-- WHAT YOU HAVE TO DO --
Starting at the line that contains "For each instance of the red", transcribe every remaining line of the entries exactly, including the last one.

LISTED RECORDS start

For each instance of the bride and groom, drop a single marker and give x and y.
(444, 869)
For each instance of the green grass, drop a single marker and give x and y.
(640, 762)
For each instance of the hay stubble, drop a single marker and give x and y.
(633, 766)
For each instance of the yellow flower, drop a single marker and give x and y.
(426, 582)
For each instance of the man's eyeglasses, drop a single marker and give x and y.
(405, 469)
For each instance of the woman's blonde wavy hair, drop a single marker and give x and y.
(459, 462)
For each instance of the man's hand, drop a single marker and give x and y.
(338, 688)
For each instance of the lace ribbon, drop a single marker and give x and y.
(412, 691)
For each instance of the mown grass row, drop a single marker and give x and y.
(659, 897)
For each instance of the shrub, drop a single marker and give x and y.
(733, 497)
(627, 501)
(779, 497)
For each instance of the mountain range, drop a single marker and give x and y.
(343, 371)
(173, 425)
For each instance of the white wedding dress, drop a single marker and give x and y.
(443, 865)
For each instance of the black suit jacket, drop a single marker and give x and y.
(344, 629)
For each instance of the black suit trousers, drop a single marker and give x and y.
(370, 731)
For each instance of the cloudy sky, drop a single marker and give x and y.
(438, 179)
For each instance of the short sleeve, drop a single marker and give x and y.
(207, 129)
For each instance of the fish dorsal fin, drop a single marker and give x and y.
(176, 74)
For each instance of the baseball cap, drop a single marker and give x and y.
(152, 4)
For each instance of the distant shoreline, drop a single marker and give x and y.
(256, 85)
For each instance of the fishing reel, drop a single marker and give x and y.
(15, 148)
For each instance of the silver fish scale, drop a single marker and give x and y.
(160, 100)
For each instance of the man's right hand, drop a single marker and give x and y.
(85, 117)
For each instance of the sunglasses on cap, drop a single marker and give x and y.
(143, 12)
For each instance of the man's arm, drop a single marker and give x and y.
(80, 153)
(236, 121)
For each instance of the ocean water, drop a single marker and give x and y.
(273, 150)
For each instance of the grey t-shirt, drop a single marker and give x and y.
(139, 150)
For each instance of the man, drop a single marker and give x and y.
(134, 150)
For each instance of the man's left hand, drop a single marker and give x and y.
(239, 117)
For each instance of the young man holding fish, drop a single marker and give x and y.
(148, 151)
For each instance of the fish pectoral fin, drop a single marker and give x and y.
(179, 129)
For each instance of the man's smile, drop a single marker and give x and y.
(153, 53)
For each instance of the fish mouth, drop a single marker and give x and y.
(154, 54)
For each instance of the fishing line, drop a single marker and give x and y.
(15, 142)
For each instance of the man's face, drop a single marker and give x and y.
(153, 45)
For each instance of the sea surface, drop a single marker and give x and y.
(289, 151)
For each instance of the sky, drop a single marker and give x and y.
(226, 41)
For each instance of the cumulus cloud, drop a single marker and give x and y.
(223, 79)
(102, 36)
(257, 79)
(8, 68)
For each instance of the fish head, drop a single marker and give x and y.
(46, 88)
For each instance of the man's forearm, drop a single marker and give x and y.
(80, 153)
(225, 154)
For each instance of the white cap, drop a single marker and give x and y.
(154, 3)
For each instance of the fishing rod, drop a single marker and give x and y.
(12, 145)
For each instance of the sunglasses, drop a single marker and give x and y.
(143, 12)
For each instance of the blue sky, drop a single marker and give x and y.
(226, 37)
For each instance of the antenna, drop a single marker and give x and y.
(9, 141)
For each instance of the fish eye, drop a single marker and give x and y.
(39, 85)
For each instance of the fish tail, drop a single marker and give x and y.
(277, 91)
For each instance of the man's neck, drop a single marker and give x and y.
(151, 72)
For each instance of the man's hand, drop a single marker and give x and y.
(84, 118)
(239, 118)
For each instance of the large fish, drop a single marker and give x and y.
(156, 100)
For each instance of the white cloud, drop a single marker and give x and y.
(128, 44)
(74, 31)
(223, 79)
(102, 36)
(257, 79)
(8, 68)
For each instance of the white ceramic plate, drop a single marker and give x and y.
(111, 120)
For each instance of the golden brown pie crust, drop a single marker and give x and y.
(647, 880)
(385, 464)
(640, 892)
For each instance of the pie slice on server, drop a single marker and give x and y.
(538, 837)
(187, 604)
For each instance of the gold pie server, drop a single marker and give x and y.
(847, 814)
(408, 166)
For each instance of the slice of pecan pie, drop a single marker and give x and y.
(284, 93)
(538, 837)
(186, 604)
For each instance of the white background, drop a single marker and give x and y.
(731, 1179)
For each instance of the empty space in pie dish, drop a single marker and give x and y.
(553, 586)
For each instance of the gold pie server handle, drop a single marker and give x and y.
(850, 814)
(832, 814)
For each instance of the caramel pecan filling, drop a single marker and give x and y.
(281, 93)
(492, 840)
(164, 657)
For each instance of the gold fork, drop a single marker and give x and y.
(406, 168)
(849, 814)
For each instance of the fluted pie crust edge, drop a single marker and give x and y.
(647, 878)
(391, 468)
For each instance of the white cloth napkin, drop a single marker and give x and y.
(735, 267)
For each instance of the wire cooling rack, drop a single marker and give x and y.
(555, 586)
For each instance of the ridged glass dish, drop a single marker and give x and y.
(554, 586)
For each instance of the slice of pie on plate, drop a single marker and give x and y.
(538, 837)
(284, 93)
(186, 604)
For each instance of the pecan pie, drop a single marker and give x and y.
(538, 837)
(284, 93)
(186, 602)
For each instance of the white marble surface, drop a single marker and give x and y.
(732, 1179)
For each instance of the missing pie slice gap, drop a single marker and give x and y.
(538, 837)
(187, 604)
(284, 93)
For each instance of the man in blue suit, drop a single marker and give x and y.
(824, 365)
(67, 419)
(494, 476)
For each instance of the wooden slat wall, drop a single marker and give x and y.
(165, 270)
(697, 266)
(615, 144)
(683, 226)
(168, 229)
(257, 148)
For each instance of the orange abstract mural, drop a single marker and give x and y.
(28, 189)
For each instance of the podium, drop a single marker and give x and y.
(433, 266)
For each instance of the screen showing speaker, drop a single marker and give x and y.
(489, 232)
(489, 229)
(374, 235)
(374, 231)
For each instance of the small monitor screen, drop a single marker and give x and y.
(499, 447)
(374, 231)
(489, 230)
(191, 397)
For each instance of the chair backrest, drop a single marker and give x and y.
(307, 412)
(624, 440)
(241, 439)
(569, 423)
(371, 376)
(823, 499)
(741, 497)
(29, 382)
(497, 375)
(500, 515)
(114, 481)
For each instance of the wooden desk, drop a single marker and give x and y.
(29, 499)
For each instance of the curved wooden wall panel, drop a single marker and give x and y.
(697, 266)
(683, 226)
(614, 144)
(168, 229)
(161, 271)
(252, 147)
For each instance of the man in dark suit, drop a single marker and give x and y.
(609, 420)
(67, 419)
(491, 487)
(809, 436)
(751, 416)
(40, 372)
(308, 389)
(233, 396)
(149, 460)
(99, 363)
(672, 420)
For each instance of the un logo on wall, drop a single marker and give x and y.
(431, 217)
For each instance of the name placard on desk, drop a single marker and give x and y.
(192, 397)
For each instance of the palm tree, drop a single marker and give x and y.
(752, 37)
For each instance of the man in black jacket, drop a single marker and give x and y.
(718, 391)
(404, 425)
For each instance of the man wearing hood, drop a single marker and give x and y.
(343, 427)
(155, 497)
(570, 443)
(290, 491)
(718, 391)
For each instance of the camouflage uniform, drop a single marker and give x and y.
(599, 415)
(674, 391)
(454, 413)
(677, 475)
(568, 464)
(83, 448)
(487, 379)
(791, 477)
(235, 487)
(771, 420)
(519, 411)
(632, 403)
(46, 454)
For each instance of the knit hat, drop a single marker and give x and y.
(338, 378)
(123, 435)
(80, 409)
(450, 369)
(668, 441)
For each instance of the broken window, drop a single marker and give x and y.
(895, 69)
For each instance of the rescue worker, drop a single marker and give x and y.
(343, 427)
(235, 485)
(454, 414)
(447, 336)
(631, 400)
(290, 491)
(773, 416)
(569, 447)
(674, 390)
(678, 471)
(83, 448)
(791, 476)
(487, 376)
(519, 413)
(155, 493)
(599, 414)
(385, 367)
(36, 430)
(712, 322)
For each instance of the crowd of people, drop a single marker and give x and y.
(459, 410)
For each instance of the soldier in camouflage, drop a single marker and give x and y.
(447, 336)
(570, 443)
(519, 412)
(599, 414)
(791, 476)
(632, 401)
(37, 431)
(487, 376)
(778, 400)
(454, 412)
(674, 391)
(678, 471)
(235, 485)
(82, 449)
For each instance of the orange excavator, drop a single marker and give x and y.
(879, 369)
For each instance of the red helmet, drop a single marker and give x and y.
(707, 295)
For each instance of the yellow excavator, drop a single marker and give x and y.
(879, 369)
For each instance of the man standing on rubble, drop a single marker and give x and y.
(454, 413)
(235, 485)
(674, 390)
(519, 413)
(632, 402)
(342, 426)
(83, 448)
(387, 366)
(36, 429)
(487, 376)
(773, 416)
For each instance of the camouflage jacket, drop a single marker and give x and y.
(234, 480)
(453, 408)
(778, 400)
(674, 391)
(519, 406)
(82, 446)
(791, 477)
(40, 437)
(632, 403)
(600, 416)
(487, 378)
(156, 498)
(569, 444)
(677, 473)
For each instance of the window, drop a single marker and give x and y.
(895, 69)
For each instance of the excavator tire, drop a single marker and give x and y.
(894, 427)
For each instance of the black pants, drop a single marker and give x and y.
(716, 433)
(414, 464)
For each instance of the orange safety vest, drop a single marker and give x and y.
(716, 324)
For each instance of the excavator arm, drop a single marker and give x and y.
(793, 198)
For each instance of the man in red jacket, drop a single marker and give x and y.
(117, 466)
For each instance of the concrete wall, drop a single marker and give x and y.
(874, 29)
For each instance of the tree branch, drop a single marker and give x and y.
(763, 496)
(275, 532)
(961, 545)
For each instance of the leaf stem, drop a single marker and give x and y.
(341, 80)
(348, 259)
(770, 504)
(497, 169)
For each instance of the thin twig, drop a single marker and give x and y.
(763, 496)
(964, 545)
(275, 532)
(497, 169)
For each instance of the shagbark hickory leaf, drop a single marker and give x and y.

LISTED RECORDS end

-- ANSWER TO THIS TASK --
For each instance of the red helmet, drop a single marker and give x and y.
(707, 295)
For each instance of the yellow excavator, drop a single marker and give x and y.
(879, 369)
For each instance of the man standing on rubble, drop a single marker and give x and y.
(454, 413)
(235, 485)
(674, 390)
(519, 413)
(632, 402)
(342, 426)
(83, 448)
(387, 366)
(36, 429)
(487, 376)
(773, 416)
For each instance of the camouflage jacket, drop a single marker and give x and y.
(234, 480)
(453, 408)
(778, 400)
(674, 391)
(519, 406)
(82, 446)
(791, 477)
(40, 437)
(632, 403)
(600, 416)
(487, 378)
(156, 498)
(569, 444)
(677, 473)
For each instance of the window, drop a single marker and give x and y.
(895, 69)
For each instance of the excavator tire, drop a single marker and give x and y.
(894, 427)
For each instance of the black pants, drop a single marker and give x and y.
(716, 433)
(414, 464)
For each instance of the orange safety vest, drop a single marker and give x and y.
(716, 324)
For each instance of the excavator arm, drop a single marker and give x and y.
(793, 198)
For each instance of the man in red jacket, drop a single marker and give x and y.
(117, 466)
For each instance of the concrete wall, drop a single marker and give x and y.
(874, 29)
For each instance of the tree branch, drop a single marker and give x and y.
(763, 496)
(275, 532)
(961, 545)
For each instance of the leaf stem, drop a single marker and give x and y.
(341, 80)
(348, 259)
(770, 504)
(497, 169)
For each instance of the thin twig, drop a single marker and give x and y.
(763, 496)
(964, 545)
(275, 532)
(497, 169)
For each instance of the shagbark hickory leaf, drop a single marker and give x and y.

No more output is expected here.